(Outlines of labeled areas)
========
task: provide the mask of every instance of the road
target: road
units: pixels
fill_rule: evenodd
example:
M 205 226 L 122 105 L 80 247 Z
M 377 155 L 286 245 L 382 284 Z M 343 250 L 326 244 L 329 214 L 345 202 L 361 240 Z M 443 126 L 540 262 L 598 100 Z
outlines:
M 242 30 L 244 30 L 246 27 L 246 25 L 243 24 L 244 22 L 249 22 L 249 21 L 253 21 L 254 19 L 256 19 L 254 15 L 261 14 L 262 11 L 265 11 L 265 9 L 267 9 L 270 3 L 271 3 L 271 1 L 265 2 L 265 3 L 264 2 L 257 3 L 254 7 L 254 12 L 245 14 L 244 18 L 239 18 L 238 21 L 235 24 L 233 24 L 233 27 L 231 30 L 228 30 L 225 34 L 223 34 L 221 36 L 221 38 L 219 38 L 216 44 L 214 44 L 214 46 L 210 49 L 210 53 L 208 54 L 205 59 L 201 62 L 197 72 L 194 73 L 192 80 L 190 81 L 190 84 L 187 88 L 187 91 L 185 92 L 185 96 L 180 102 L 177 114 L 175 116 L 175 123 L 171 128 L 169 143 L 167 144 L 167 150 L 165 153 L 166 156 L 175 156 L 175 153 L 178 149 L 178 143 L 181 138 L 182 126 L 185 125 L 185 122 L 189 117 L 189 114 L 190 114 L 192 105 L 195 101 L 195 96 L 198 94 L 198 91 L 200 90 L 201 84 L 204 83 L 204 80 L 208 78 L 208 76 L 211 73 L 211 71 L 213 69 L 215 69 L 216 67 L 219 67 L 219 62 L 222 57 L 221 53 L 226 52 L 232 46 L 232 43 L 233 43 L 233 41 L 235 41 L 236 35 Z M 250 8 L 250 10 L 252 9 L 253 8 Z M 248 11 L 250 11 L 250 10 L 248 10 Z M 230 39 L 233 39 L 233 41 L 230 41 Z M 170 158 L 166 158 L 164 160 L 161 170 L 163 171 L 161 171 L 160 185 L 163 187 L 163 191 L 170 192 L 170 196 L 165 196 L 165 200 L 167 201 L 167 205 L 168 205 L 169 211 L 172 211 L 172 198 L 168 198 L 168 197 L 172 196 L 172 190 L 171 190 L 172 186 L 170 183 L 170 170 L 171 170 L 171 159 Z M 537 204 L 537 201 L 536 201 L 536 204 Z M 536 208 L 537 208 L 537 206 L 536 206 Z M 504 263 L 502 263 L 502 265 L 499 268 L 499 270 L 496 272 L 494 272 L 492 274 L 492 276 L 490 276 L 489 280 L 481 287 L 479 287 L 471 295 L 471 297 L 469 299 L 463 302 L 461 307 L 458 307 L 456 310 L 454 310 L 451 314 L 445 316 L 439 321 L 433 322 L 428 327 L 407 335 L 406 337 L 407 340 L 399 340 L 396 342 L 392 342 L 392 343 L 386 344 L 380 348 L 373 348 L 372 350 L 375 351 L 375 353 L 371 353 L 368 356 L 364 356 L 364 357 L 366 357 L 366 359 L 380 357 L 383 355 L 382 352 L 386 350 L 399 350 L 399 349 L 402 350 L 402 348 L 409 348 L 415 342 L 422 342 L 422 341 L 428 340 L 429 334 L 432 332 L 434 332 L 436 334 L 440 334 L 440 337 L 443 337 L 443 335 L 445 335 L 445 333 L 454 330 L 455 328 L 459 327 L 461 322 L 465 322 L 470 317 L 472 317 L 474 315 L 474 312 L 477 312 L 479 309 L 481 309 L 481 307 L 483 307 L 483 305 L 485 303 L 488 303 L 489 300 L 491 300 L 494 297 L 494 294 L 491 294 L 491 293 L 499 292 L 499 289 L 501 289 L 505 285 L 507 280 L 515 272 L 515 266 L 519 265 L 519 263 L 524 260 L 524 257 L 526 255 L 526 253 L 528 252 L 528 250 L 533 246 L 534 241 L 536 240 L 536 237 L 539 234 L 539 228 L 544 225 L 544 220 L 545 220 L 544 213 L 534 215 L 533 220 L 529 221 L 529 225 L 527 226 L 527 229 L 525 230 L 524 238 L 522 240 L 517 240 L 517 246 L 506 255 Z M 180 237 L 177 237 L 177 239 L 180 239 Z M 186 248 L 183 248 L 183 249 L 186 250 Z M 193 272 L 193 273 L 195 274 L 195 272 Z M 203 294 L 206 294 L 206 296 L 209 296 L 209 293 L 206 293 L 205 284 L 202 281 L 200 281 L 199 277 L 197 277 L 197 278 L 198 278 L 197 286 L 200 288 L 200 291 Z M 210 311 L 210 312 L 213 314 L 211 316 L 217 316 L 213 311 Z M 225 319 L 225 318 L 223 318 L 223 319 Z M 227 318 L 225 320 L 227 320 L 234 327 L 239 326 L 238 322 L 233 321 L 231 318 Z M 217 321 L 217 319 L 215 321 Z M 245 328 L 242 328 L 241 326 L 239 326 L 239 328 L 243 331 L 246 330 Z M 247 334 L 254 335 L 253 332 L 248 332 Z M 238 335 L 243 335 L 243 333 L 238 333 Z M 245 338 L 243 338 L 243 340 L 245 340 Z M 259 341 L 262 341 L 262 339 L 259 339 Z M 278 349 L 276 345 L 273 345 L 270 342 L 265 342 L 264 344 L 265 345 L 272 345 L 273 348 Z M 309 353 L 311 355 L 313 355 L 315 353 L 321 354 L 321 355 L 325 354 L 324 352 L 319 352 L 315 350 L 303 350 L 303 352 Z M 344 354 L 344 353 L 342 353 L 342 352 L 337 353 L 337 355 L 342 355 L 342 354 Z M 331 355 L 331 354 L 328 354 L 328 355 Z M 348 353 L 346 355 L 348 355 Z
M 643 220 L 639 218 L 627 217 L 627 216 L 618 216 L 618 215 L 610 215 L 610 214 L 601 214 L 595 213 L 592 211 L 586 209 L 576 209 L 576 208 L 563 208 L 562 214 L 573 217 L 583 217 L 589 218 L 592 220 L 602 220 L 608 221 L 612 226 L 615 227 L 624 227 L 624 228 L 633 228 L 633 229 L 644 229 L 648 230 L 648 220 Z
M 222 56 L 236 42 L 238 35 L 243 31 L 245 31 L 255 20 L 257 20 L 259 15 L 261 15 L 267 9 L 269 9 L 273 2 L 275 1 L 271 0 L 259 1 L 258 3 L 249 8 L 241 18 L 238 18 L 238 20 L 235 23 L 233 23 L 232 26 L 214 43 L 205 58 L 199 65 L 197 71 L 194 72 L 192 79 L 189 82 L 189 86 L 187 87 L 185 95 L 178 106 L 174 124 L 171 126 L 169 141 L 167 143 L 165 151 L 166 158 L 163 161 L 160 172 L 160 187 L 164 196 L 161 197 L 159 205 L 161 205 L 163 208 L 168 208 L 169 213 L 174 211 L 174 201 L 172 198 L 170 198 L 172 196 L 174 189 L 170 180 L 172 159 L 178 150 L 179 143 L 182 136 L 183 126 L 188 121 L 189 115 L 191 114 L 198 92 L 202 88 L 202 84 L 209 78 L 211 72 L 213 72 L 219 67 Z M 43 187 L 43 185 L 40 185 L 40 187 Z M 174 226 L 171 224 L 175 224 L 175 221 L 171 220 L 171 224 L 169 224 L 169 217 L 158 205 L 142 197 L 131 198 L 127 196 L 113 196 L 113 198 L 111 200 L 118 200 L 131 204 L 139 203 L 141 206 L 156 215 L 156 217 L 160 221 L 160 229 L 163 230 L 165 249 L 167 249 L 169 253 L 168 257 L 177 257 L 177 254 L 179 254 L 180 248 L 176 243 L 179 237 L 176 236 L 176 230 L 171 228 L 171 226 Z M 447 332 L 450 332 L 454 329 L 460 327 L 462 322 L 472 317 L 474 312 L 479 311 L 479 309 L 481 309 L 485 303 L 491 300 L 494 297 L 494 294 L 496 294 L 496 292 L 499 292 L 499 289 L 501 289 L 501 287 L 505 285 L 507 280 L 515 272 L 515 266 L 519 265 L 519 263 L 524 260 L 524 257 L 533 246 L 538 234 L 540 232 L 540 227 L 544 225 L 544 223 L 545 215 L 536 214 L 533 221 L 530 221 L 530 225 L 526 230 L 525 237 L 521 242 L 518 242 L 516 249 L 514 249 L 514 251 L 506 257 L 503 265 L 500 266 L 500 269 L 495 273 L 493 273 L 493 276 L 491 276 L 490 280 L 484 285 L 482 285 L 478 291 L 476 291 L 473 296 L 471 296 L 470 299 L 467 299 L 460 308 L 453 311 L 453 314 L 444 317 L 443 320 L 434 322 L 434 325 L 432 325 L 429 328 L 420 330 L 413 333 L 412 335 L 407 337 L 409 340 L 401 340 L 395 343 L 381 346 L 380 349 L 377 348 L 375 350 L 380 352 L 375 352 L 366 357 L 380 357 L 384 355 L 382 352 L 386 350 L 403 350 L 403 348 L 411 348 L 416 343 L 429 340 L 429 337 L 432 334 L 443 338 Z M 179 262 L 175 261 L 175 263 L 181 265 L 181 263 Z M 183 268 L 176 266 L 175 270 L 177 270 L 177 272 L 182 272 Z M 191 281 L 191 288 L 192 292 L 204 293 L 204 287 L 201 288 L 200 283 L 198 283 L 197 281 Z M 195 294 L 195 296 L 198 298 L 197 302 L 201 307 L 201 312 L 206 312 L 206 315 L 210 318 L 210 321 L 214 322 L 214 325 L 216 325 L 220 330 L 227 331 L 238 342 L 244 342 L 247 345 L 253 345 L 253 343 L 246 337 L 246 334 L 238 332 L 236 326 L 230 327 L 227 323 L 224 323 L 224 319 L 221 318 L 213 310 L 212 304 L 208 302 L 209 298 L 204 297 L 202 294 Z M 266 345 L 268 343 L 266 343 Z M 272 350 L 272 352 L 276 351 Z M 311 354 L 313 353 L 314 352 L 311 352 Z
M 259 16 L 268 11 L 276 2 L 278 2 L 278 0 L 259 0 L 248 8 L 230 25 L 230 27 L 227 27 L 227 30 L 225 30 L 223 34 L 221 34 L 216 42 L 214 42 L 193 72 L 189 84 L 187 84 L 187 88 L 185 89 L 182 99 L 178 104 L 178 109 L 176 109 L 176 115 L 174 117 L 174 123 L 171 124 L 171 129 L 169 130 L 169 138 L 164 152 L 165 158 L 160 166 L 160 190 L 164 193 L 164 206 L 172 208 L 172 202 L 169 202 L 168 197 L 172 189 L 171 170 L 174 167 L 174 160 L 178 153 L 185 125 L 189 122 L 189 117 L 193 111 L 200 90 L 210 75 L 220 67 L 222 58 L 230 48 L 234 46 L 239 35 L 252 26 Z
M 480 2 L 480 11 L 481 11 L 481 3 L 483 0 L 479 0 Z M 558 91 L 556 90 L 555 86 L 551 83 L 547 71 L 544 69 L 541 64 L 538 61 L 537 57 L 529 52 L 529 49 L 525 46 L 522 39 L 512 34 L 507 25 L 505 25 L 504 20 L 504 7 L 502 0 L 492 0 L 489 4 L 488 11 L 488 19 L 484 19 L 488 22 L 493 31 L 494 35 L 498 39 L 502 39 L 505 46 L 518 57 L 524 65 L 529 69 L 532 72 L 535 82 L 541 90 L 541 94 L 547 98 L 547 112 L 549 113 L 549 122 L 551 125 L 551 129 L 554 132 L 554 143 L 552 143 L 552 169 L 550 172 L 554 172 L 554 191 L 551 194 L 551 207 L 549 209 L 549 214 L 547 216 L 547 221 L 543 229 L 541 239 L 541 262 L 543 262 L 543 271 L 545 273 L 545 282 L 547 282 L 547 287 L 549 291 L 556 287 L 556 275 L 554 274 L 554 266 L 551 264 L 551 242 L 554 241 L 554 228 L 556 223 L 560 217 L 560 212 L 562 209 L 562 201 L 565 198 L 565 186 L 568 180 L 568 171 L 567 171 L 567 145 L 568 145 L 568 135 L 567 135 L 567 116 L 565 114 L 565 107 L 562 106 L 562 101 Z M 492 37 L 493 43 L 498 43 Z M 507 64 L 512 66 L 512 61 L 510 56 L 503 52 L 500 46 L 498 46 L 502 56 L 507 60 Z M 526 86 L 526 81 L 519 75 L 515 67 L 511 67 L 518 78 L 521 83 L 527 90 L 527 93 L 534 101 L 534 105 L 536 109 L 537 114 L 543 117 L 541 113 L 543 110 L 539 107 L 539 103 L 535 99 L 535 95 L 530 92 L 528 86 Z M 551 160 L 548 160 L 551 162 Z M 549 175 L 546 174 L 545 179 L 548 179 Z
========
**WORK REQUIRED:** Reproduce the records above, without any change, from their first line through the line containing "M 205 226 L 122 105 L 80 247 Z", including both of those lines.

**COMPLETE OUTPUT:**
task: provide the mask of every instance of the road
target: road
units: pixels
fill_rule: evenodd
example:
M 205 226 L 122 105 L 80 247 Z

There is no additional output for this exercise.